Deadly is a 1991 Australian film directed by Esben Storm.

Production
Storm first wrote the script in 1987. He wanted to tell the story of Aboriginal deaths in custody and chose a thriller format to make the movie as accessible as possible.

The movie was shot on location in Wilcannia over seven weeks. It was the first of five features funded by the Film Finance Corporation's Film Trust Fund.

Plot
From the UK VHS slick for the movie:
Streetwise cop Tony Bourke is sent to a small town to complete a routine report on the death of Jimmie Bryant found hanging whilst in police custody.
His orders are clear - keep the affair away from the media and close the case within 24 hours.
The local police claim that Bryant committed suicide but the investigation exposes a number of inconsistencies in their story.
In the face of growing suspicion and hostility Bourke befriends the victim’s brother - his cellmate on the night of the killing. Together they are determined to see justice prevail … at any cost.

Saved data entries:
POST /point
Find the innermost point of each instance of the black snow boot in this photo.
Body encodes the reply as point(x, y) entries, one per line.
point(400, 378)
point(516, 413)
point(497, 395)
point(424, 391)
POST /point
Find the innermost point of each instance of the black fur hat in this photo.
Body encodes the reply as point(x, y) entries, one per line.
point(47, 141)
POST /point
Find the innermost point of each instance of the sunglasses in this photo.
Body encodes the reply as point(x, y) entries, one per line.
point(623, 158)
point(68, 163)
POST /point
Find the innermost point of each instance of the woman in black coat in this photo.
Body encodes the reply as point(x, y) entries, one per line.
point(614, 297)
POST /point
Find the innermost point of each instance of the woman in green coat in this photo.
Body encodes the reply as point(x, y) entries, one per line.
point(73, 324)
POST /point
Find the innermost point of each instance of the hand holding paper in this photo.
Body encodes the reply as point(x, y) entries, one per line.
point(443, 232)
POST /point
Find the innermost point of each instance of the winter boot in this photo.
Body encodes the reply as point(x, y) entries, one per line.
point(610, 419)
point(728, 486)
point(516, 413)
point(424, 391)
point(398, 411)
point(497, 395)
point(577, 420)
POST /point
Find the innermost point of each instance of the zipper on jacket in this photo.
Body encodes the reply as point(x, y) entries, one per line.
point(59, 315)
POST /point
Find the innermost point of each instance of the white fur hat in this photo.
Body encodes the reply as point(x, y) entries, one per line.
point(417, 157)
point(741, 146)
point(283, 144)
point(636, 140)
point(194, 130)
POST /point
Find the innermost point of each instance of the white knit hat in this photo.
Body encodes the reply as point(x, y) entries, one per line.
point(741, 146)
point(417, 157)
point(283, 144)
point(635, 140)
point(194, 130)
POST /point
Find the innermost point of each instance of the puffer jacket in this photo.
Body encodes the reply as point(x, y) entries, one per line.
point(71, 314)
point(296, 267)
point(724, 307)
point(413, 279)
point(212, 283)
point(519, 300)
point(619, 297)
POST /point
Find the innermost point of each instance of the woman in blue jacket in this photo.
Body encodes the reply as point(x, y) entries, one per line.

## Tasks
1) Answer these questions using the article about the film Deadly:
(a) In what year did Storm first write the script?
(b) Where was the movie shot, and over how many weeks?
(c) Within how many hours is Bourke ordered to close the case?
2) Return each line of the rows that contains the word "black".

## Expected outputs
1)
(a) 1987
(b) Wilcannia, over seven weeks
(c) 24 hours

2)
Find the innermost point of each instance of the black snow boot in this photo.
Find the innermost point of each instance of the black fur hat in this photo.
Find the innermost point of each instance of the woman in black coat in this photo.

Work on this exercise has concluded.